**Vorliegender Textauszug**
======

30Das Rechtsmittel des Beteiligten ist als befristete Beschwerde statthaft und auch im übrigen zulässig, §§ 382 Abs. 4 Satz 2, 59 Abs. 2, 61 Abs. 1, 63 Abs. 1 und Abs. 3 Satz 1, 64 Abs. 1 und 2 FamFG. Es ist nach der vom Registergericht ordnungsgemäß mit weiterem Beschluss vom 11. Juni 2015 ausgesprochenen Nichtabhilfe und der Vorlage an das Beschwerdegericht dem Senat auch zur Entscheidung angefallen.
31In der Sache jedoch bleibt es ohne Erfolg. Die Beanstandung des Registergerichts erweist sich als zutreffend.
321.
33Die angemeldete konkrete Vertretungsregelung ist hinsichtlich der Befreiung von den Beschränkungen des § 181 BGB nur dann eintragungsfähig, wenn die die abstrakte Vertretungsbefugnis von Liquidatoren regelnde Ergänzung der Satzung in Ziffer 2. der Gesellschafterbeschlüsse mindestens gleichzeitig miteingetragen werden kann. Dies hat bereits das Registergericht in der Zwischenverfügung und dem Nichtabhilfebeschluss näher ausgeführt, folgt zweifelsfrei aus der Entscheidung des Bundesgerichtshofes vom 27. Oktober 2008 (WM 2009, 23 ff.; insbesondere Tz. 11) und wird nach ihrer ausdrücklichen Erklärung von der Rechtsmittelbegründung ebenso gesehen.
342.
35Die abstrakte Regelung ist indes nicht eintragungsfähig, weil der Gesellschafterbeschluss über die Änderung – Ergänzung – der Satzung der betroffenen Gesellschaft unwirksam ist.
36a)
37Nach § 54 Abs. 1 Satz 1 GmbHG sind Gesellschafterbeschlüsse über die Abänderung des Gesellschaftsvertrages zur Eintragung in das Handelsregister anzumelden. Unwirksame Beschlüsse jedoch darf das Registergericht nicht eintragen (MK-Harbarth, GmbHG, 2. Aufl. 2016, § 54 Rdnr. 73; Baumbach/Hueck-Zöllner/Noack, GmbHG, 20. Aufl. 2013, § 54 Rdnr. 20; jeweils m.w.Nachw.).
38b)

======

**Bereitgestelltes Material**
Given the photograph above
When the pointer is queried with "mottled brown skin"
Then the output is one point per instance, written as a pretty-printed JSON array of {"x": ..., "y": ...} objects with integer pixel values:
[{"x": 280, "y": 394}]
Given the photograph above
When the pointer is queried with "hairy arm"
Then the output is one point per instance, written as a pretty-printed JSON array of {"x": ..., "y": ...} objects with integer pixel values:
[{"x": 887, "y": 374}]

======

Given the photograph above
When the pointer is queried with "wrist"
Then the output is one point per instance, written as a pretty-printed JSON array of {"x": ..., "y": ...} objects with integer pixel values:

======

**Zu erledigende Aufgabe**
Warum ist die abstrakte Regelung laut dem Textauszug nicht eintragungsfähig?

**Antwort zur Aufgabe**
Weil der Gesellschafterbeschluss über die Änderung (Ergänzung) der Satzung der betroffenen Gesellschaft unwirksam ist.